▶ **PROBLEMA PLANTEADO 1**
Responde estas preguntas con lo que dice el texto sobre comunismo y fascismo que aparece más abajo:
(a) ¿Cuál era la idea nuclear del comunismo acerca de la propiedad privada?
(b) ¿Qué clase tomaría el poder con la última y definitiva revolución?
(c) ¿En qué convirtió el fascismo a la nación?

▶ **TEXTO DE LA PÁGINA**
Gorbachov fue, y de ahí su importancia, el liquidador del primero de esos proyectos. El comunismo, nada menos que la culminación del viejo sueño igualitario, cuyo origen podría remontarse hasta Platón o los ensueños utópicos, y cuya expresión moderna era la socialdemocracia, de la que los revolucionarios se escindieron en su origen. Su idea nuclear era que la propiedad privada es la causa última de todos los conflictos políticos y sociales, y que la colectivización de los bienes era, por tanto, el paso obligado para iniciar la solución de nuestros problemas. Esta idea se apoyaba en estudios muy enjundiosos de mediados del XIX sobre la historia de la humanidad, explicada en términos de lucha de clases, con los intereses económicos como motor último de los enfrentamientos humanos. Todo aquel pasado conflictivo debía conducir a una última y definitiva revolución, que haría tomar el poder al proletariado, la clase absolutamente desposeída y sufriente —es decir, pura—, la cual organizaría un sistema económico colectivizado que, por primera vez, no generaría ningún nuevo grupo dominante u opresor. Por el contrario, haría nacer una comunidad cuyos miembros estarían integrados en su entorno social e impulsados por una actitud cooperativa y fraternal. Y la paz reinaría al fin para siempre en el mundo.
El “fascismo”, en cambio, o la familia de fenómenos políticos a los que se aplica ese nombre, era una deriva radical del nacionalismo, un fenómeno relativamente reciente, pues provenía de la época en que las revoluciones antiabsolutistas impugnaron los derechos soberanos de dinastías o monarquías imperiales y transfirieron la legitimidad política a la nación. El fascismo elevó esa nación a realidad esencial, eterna y sagrada, superior a cualquier otro valor moral. Y construyó su “hombre nuevo” sobre su integración absoluta y radical en esa idealizada comunidad nacional. El mandato ético derivado de este planteamiento no era precisamente la paz, sino más bien lo contrario: la predisposición a “morir por la patria” (traducido, el derecho y deber de matar en nombre de la patria) y el establecimiento de un orden jerárquico de naciones según su superioridad racial. Pero esto iba acompañado por otras muchas cosas: entrega al grupo, culto al líder, rechazo de un materialismo que se suponía producto de la modernidad o cohesión de todas las fuerzas sociales y culturales alrededor de la mística nacional, a cuyos valores supremos serviría una autoridad sin límites.

▶ **PROBLEMA PLANTEADO 2**
Por favor, cuenta las líneas de las filas de abajo que contienen la cadena "balcony" y da solo el número.

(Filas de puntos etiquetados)
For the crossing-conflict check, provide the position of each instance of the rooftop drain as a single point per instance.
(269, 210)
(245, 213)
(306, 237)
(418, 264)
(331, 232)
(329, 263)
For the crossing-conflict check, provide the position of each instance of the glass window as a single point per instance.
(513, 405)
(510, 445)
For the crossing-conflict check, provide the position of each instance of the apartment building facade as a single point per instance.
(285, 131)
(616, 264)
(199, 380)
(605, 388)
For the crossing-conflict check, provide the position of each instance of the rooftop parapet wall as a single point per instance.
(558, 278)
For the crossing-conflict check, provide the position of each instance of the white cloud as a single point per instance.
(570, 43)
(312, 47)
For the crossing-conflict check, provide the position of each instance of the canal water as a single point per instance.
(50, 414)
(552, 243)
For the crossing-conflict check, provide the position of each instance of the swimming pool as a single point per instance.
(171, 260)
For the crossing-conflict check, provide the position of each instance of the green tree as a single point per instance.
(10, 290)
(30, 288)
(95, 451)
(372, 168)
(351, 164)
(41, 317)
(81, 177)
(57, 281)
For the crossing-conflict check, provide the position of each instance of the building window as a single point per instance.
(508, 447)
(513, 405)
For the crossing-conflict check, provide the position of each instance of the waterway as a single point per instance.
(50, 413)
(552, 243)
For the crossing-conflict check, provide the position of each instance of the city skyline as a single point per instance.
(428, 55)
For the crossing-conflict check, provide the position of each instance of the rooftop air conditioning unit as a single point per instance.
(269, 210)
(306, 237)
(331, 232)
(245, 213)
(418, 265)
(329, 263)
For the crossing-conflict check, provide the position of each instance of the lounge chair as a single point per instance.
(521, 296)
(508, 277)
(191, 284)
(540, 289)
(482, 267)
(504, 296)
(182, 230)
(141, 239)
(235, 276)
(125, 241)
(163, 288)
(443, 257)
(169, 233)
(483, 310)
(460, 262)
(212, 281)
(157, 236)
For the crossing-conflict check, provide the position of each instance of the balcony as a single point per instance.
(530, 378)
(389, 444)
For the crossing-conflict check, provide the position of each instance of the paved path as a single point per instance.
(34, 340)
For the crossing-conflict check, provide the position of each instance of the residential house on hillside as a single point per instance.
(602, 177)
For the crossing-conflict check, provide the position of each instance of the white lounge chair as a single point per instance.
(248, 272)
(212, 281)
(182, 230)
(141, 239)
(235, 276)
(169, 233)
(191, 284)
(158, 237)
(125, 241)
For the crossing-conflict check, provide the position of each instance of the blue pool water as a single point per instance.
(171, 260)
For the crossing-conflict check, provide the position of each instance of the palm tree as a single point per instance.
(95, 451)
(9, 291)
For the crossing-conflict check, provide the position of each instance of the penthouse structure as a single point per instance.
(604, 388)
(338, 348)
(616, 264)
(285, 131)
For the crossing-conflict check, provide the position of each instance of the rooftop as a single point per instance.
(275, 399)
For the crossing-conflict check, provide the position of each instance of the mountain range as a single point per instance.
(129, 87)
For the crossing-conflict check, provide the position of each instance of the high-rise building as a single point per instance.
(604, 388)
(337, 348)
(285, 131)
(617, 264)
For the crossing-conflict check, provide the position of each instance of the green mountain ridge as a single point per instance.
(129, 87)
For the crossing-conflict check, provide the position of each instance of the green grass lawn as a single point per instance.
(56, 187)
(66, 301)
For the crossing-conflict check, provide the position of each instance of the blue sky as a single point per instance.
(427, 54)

...

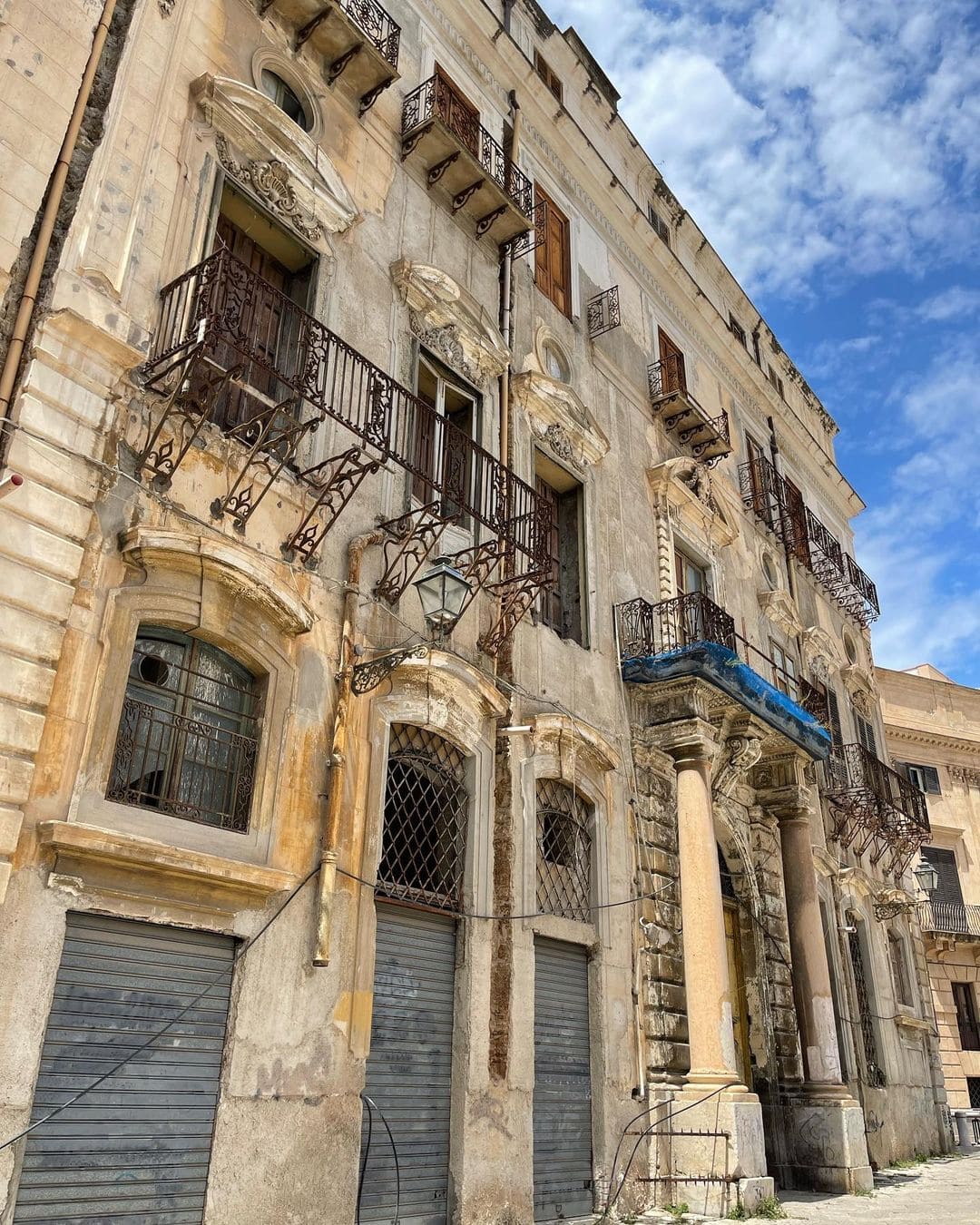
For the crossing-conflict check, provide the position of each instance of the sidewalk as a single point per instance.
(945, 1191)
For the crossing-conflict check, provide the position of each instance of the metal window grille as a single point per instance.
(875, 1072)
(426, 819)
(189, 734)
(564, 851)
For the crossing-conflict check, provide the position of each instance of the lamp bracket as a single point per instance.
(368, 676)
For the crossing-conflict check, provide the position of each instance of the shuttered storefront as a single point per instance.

==

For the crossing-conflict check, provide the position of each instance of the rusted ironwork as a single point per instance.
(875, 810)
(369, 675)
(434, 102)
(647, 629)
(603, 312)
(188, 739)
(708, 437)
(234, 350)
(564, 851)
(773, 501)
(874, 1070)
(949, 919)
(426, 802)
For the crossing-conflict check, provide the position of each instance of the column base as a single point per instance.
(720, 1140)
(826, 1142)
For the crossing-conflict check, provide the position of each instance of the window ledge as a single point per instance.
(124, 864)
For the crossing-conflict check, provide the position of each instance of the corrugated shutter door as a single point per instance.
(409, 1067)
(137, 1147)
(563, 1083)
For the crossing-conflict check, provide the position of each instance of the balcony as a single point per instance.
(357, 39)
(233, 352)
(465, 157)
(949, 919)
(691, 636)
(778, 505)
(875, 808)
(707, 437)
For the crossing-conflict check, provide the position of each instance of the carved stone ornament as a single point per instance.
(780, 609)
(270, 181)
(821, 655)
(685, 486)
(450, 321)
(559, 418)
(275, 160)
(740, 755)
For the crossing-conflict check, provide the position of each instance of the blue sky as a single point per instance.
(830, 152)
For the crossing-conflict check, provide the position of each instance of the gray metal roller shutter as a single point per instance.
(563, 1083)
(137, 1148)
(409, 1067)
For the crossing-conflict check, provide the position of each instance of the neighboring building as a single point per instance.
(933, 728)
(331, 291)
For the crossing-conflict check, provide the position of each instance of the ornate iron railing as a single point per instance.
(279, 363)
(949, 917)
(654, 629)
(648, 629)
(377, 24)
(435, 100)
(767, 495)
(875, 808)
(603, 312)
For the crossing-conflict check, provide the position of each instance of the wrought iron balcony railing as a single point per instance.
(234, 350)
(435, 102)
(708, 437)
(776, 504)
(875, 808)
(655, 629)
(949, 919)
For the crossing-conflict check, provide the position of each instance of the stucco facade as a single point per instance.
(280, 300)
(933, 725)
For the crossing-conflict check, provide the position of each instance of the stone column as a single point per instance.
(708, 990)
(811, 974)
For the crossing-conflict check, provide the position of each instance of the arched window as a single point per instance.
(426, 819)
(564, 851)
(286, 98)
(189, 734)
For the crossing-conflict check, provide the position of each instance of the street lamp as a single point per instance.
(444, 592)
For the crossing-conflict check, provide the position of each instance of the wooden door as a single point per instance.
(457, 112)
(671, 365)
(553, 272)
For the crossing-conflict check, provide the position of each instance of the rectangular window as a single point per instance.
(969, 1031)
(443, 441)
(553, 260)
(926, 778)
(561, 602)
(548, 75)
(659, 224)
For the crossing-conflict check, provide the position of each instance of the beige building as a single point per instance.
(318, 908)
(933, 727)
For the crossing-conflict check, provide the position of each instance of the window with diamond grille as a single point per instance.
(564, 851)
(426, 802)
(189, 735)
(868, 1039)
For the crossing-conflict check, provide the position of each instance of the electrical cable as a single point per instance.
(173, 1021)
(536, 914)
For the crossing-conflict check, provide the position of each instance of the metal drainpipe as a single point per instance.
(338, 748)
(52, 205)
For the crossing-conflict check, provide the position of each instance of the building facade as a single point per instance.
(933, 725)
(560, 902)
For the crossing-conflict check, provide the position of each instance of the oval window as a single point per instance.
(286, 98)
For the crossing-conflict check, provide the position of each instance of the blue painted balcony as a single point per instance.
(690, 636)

▶ **RESPUESTA COMPLETA 1**
(a) Que la propiedad privada es la causa última de todos los conflictos políticos y sociales.
(b) El proletariado.
(c) En una realidad esencial, eterna y sagrada, superior a cualquier otro valor moral.

▶ **RESPUESTA COMPLETA 2**
4